## GIVEN REQUEST 1
Count the lines of the records that contain the string "water", treating uppercase and lowercase as different. Reply with the number only.

## TEXT SEGMENT
Skip site navigation (1)Skip section navigation (2)
Date:      Tue, 13 Apr 1999 11:05:03 -0400 (EDT)
From:      "Crist J. Clark" <cjc@cc942873-a.ewndsr1.nj.home.com>
To:        k.stevenson@louisville.edu (Keith Stevenson)
Cc:        freebsd-security@freebsd.org
Subject:   Re: Sequential TCP port allocation?
Message-ID:  <199904131505.LAA21502@cc942873-a.ewndsr1.nj.home.com>
In-Reply-To: <19990412120126.B15762@homer.louisville.edu> from Keith Stevenson at "Apr 12, 99 12:01:26 pm"

next in thread | previous in thread | raw e-mail | index | archive | help
[I can't help too much with the subject matter, but this might be
better suited to -security. I'm forwarding this there. However, one
comment below.]

Keith Stevenson wrote,
> We recently had an auditing firm run ISS against our network.  The only
> "vulnerability" detected on our production FreeBSD box was a problem with
> "Predictable Sequence Ports".  The description states that this FreeBSD box
> allocates its port numbers in sequential order.

## EXTRACTED DATA

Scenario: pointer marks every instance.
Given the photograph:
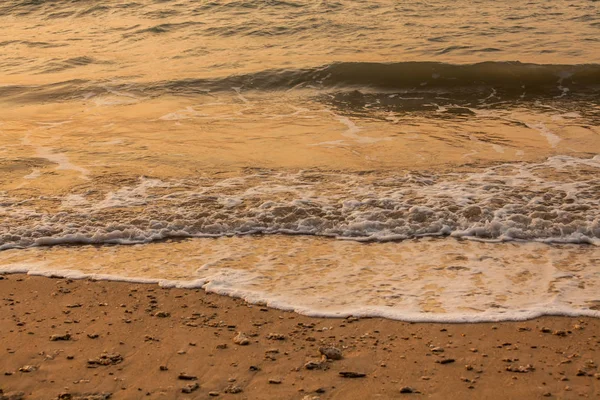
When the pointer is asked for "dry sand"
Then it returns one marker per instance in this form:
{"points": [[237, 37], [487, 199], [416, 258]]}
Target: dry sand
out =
{"points": [[56, 335]]}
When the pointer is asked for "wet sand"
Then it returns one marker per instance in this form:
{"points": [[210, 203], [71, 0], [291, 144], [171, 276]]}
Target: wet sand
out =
{"points": [[127, 341]]}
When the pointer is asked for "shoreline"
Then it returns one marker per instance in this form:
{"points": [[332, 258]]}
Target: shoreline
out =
{"points": [[159, 342]]}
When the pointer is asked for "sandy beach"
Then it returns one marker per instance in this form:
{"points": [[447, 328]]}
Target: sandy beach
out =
{"points": [[82, 339]]}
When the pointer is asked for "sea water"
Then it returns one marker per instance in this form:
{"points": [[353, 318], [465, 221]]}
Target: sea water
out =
{"points": [[422, 161]]}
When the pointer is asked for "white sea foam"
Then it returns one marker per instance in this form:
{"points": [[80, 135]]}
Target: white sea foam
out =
{"points": [[433, 280], [554, 201]]}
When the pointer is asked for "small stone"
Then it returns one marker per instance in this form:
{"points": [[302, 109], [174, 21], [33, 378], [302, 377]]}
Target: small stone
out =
{"points": [[55, 338], [190, 388], [105, 359], [351, 374], [241, 339], [162, 314], [331, 353], [185, 377], [12, 395], [520, 369], [233, 389], [276, 336], [314, 364], [27, 368]]}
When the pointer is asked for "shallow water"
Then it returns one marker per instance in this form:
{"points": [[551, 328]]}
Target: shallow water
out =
{"points": [[297, 132]]}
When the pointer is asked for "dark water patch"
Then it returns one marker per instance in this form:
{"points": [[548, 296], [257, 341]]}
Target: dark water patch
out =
{"points": [[43, 45], [160, 14], [510, 81], [58, 66], [162, 28]]}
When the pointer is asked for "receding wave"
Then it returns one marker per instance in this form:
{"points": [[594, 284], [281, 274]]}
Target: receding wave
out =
{"points": [[554, 201]]}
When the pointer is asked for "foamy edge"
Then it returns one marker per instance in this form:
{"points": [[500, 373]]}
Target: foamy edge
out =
{"points": [[258, 298]]}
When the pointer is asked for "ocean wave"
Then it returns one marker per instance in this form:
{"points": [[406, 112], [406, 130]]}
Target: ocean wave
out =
{"points": [[508, 79], [554, 201]]}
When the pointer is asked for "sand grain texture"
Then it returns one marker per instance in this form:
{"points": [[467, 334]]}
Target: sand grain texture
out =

## GIVEN REQUEST 2
Transcribe the email between "Skip site navigation" and "TCP port allocation?", inclusive.

## EXPECTED ANSWER 1
6

## EXPECTED ANSWER 2
Skip site navigation (1)Skip section navigation (2)
Date:      Tue, 13 Apr 1999 11:05:03 -0400 (EDT)
From:      "Crist J. Clark" <cjc@cc942873-a.ewndsr1.nj.home.com>
To:        k.stevenson@louisville.edu (Keith Stevenson)
Cc:        freebsd-security@freebsd.org
Subject:   Re: Sequential TCP port allocation?